• INPUT MATERIAL:
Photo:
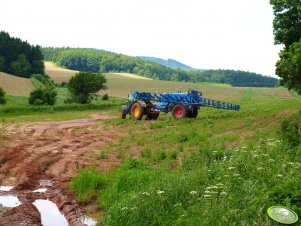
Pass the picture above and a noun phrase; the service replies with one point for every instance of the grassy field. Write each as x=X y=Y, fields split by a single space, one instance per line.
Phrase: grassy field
x=222 y=168
x=14 y=85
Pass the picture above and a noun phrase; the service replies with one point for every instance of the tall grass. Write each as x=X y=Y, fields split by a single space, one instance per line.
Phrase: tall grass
x=87 y=183
x=213 y=187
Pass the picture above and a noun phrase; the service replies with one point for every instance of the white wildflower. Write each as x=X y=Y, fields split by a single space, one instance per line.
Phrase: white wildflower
x=160 y=192
x=207 y=196
x=178 y=204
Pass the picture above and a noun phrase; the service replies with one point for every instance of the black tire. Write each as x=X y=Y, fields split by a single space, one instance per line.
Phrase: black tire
x=153 y=115
x=137 y=111
x=178 y=111
x=193 y=113
x=123 y=111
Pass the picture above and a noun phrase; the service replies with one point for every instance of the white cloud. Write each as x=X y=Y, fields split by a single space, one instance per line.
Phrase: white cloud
x=233 y=34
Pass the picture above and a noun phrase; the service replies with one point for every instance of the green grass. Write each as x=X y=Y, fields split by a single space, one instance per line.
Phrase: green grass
x=86 y=184
x=222 y=168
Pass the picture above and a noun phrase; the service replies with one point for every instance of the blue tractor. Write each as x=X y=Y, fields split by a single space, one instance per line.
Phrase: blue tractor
x=180 y=104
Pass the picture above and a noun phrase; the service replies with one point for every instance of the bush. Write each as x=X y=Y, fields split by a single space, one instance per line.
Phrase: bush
x=2 y=96
x=86 y=184
x=43 y=96
x=84 y=85
x=291 y=131
x=105 y=97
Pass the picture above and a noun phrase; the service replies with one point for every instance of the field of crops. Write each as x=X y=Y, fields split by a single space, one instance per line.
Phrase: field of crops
x=14 y=85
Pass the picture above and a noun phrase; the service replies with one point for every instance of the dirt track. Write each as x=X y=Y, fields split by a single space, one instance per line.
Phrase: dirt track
x=48 y=154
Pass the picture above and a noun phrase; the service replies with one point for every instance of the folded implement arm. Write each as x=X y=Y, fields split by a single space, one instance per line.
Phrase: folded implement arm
x=180 y=104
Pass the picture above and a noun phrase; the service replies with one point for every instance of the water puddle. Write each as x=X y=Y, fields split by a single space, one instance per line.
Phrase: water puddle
x=50 y=214
x=88 y=221
x=9 y=201
x=41 y=190
x=45 y=183
x=6 y=188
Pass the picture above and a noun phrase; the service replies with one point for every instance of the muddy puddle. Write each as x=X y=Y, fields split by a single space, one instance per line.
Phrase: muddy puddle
x=50 y=205
x=50 y=214
x=88 y=221
x=9 y=201
x=40 y=159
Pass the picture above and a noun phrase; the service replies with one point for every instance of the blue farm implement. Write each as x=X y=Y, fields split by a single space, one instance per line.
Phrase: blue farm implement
x=181 y=105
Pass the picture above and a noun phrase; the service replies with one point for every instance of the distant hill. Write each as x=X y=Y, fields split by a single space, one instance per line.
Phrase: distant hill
x=14 y=85
x=168 y=63
x=105 y=62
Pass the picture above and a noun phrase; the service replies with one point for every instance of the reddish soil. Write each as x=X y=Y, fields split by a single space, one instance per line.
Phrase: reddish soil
x=48 y=154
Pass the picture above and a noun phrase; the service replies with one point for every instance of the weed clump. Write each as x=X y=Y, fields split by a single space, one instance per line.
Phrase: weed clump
x=86 y=184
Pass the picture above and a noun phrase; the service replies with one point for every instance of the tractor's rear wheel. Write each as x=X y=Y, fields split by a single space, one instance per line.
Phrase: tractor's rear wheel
x=179 y=111
x=193 y=113
x=153 y=115
x=137 y=111
x=123 y=111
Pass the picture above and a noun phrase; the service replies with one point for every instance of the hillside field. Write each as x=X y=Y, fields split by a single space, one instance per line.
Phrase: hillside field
x=15 y=86
x=221 y=168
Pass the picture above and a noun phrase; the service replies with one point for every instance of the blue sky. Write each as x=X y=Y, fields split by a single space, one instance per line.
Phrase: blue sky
x=207 y=34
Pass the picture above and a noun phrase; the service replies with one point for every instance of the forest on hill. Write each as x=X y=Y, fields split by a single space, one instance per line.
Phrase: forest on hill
x=18 y=57
x=104 y=61
x=168 y=63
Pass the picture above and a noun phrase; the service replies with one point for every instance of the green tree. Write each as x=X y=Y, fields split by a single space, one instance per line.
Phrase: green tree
x=2 y=61
x=84 y=85
x=287 y=21
x=287 y=31
x=43 y=96
x=288 y=66
x=2 y=96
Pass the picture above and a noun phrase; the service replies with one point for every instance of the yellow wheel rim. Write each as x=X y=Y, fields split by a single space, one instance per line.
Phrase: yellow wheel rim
x=136 y=111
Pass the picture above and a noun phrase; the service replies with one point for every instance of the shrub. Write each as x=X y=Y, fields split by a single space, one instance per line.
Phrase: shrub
x=105 y=97
x=84 y=85
x=2 y=96
x=45 y=79
x=291 y=131
x=43 y=96
x=86 y=184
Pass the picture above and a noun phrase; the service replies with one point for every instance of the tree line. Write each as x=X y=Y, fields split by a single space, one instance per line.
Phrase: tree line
x=287 y=31
x=18 y=57
x=93 y=60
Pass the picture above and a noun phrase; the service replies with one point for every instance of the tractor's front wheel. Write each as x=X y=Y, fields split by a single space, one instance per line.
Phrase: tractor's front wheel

• REQUIRED TASK: Write out all of the material above word for word, leaving the pictures out.

• COMPLETE RESPONSE:
Photo:
Pass the picture above and a noun phrase; the service replies with one point for every instance of the grassy field. Write each as x=X y=Y, fields split by a single space, one instance per line.
Phrase: grassy field
x=222 y=168
x=14 y=85
Pass the picture above and a noun phrase; the service replies with one point for every instance of the tall grass. Write each as x=X y=Y, fields split by a single space, one instance per line.
Phrase: tall grass
x=87 y=183
x=213 y=187
Pass the picture above and a noun phrase; the service replies with one point for every instance of the white wildflower. Write each as x=X y=Y, fields split by a single space, one instance per line.
Phrase: white wildflower
x=160 y=192
x=207 y=196
x=178 y=204
Pass the picture above and a noun phrase; the service replies with one point for every instance of the black tire. Write each as x=X y=Y, fields split by a single space, one instance per line.
Phrase: black tire
x=153 y=115
x=137 y=111
x=178 y=111
x=193 y=113
x=123 y=111
Pass the picture above and a noun phrase; the service replies with one point for every instance of the white cloud. Write each as x=X y=Y, fields split by a single space, one instance per line.
Phrase: white cloud
x=233 y=34
Pass the picture above and a noun phrase; the service replies with one point for every instance of the green grass. Write each as x=X y=Y, fields split by a single space, one instance per line.
Phrase: green grass
x=86 y=184
x=222 y=168
Pass the picture above and a noun phrase; the service replies with one point for every instance of the blue tractor. Write each as x=X y=Y, fields split by a single space, one instance per line.
Phrase: blue tractor
x=180 y=104
Pass the picture above and a noun phrase; the service replies with one point for every instance of the bush. Write each as x=X y=Y, fields split by a single space, one instance per line.
Phrase: bush
x=2 y=96
x=86 y=184
x=43 y=96
x=84 y=85
x=291 y=131
x=105 y=97
Pass the picture above and a noun phrase; the service replies with one point for every instance of the field of crops. Write each as x=X y=Y, fields split by a single space, one instance per line.
Phrase: field of crops
x=14 y=85
Pass the picture above and a noun phrase; the service replies with one point for every instance of the dirt track. Write each as x=X y=Y, fields split by a single space, one instance per line.
Phrase: dirt track
x=48 y=154
Pass the picture above and a noun phrase; the service replies with one point for every instance of the folded implement arm. Write each as x=X y=Y, fields split by a single space, one instance per line.
Phrase: folded implement arm
x=180 y=104
Pass the picture above and a noun phrase; the service replies with one point for every instance of the water puddle. Write each as x=X y=Y, fields split by a single space, one instance per line.
Phrase: water puddle
x=50 y=214
x=88 y=221
x=9 y=201
x=41 y=190
x=45 y=183
x=6 y=188
Pass the picture above and a noun phrase; the service replies with one point for every instance of the muddy puddle. Write each as x=X y=Y, fields split by a single space, one instance per line.
Phrase: muddy puddle
x=50 y=205
x=50 y=214
x=88 y=221
x=9 y=201
x=40 y=159
Pass the picture above and a noun phrase; the service replies with one point for every instance of the blue farm implement. Write each as x=X y=Y, fields split by a single space, one instance per line.
Phrase: blue farm implement
x=181 y=105
Pass the picture above and a noun phrase; the service replies with one point for every instance of the distant hill. Write each as x=X y=Y, fields split by a single space, one instance per line.
Phrase: distant hill
x=14 y=85
x=168 y=63
x=105 y=62
Pass the picture above and a noun phrase; the service replies with one point for every instance of the reddish soil. Write each as x=X y=Y, fields split by a single space, one instance per line.
Phrase: reddish soil
x=48 y=154
Pass the picture above and a noun phrase; the service replies with one point for every instance of the weed clump. Write each as x=X y=Y, fields split by a single space, one instance per line.
Phrase: weed clump
x=86 y=184
Pass the picture above and a noun phrase; the service replies with one point for every instance of the tractor's rear wheel. Write each as x=X y=Y, fields split by a single space, one instance per line.
Phrase: tractor's rear wheel
x=179 y=111
x=193 y=113
x=153 y=115
x=137 y=111
x=123 y=111
Pass the picture above and a noun phrase; the service replies with one point for every instance of the hillside field. Write each as x=X y=Y, fields split by a single space, one instance per line.
Phrase: hillside field
x=15 y=86
x=221 y=168
Pass the picture above and a noun phrase; the service replies with one point for every instance of the blue sky. Write each as x=X y=Y, fields split by a single space, one instance per line.
Phrase: blue sky
x=207 y=34
Pass the picture above and a noun phrase; the service replies with one point for every instance of the forest on hill. Write each as x=X y=Y, fields split by a single space, one instance per line.
Phrase: forest on hill
x=18 y=57
x=104 y=61
x=168 y=63
Pass the picture above and a noun phrase; the service replies with one point for every instance of the green tree. Write each as x=X y=Y, fields split by a single space, one instance per line.
Phrase: green tree
x=2 y=61
x=84 y=85
x=287 y=21
x=287 y=31
x=43 y=96
x=288 y=66
x=2 y=96
Pass the picture above and a noun phrase; the service replies with one point for every instance of the yellow wheel rim. Write each as x=X y=Y, fields split by a single space, one instance per line.
Phrase: yellow wheel rim
x=136 y=111
Pass the picture above and a noun phrase; the service replies with one point for every instance of the shrub. Write each as x=X y=Y, fields split by a single space, one instance per line.
Phrase: shrub
x=105 y=97
x=84 y=85
x=2 y=96
x=45 y=79
x=291 y=131
x=43 y=96
x=86 y=184
Pass the picture above and a noun phrase; the service replies with one point for every instance of the tree line. Write each as x=X y=Y, fields split by a single space, one instance per line.
Phrase: tree line
x=287 y=31
x=18 y=57
x=93 y=60
Pass the picture above and a noun phrase; the service replies with one point for every instance of the tractor's front wheel. Write each as x=X y=Y, fields split by a single space, one instance per line.
Phrase: tractor's front wheel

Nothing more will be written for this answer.